▶ [Teks Bacaan]:
Untuk itulah hal itu cukup bosa di jadikan contoh bagi warga desa lainya, bahwasanya hukum itu di buat dan di jadikan tidak untuk di langgar, namun mereka untuk ayampun di kenakan hukum, , intinya mereka meyakini bahwa hukum di berlakukan demi kenyamanan bersama. tentu saja jika di anggap sepele hal itu sepele, namun jika di biarkan akan mengundang persoalan social di kampong itu, selain itu juga warga di kampong itu cukup sadar akan pembarlakuan hukum yang mereka buat, untuk pelanggaran warga atau warga luar di kampong itu yang se enaknya membawa miras dan meminumnya di wilayah itu maka ia di kenakan takzir atau denda berupa batu 6 kibik, kalau di muat dalam truk mini sekitar 2 truk, wah-wah sebegitukah besar hukumanya?apalagi mencuri, maka di kenakan tambahan 3 rit pasir atau 3 truk pasir, kalau di rupiahkan sekitar satu juta lebih, meskipun yang di curinya seekor anak ayam?ya tentu saja begitu kata kang imron yang merupakan warga di desa itu, yang menjelaskan yang namanya mencuri itu mengambil hak orang lain, entah ia hanya memetik daun singkog di kebun tetangganya untuk di makan kambingnya, yang namanya maling ya maling, la dalah `pa desa ini ingin menjadi desa sekuler?tunggu dulu, mereka tidak mengerti bahasa apa itu sekuler, tapi mereka memahami bahwa pemahaman yang mereka fahami dri ajaran islam adalah sebuah kesadaran yang tidak di paksakan, mereka dengan sadr mengaplikasikanya di kehidupan mereke demi ketentraman bersama.
Kesadaran masyarakat akan sebuah kedamaian akan cukup sederhana dan mudah di praktekan dalam kehidupanya bermasyarakat saat semua komponen dari dinamika social di dalamnya di fahami secara utuh sebagai tanggung jawab bersama sehingga dinamoka problem social di dalamnya akan terjawab oleh sebiuah gagasan yang di lahirkan dari yang namanya di sonngo bareng – bareng alias gotong royong, pemaknaan gotong royong ini tidak sekedar membangun bangunan fisik infrastruktur desa, namun membangun juga infrastruktur kesalehan social di dalamnya , yaitu dengan memberikan pemahaman bahwa ketrentaman dan nama baik desa ini adalah milik bersama dan harus di jaga secara keseluruhan dengan membangun jepribadian dalam setiap individual untuk sadar akan semuanya itu.
Kesalehan social dalam masyarakat akan terbentuk secara alami oleh yang namanya sebuah kebudayaan adat istiadat di dalamnya , ketika kebudayaan dalam desa tersebut menampilkan senyum–senyum dan keramahan maka sudah barang tentu masyarakat desa tersebut terwarisi kebudayaan yang ramah, ramah terhadap seluruh objeck yang di hadapinya.

▶ [Kumpulan Tugas]:
[A] Menurut teks bacaan, apa denda bagi orang yang membawa miras dan meminumnya di wilayah kampung itu?
[B] Salin bagian teks bacaan dari "Kesalehan social dalam" sampai "yang di hadapinya.".

▶ [Bagian Data]:
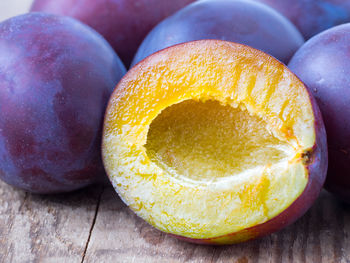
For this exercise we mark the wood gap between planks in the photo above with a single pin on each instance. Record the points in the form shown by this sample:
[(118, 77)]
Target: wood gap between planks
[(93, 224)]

▶ [Kunci Jawaban]:
[A] Denda berupa batu 6 kibik, sekitar 2 truk mini.

[B]
Kesalehan social dalam masyarakat akan terbentuk secara alami oleh yang namanya sebuah kebudayaan adat istiadat di dalamnya , ketika kebudayaan dalam desa tersebut menampilkan senyum–senyum dan keramahan maka sudah barang tentu masyarakat desa tersebut terwarisi kebudayaan yang ramah, ramah terhadap seluruh objeck yang di hadapinya.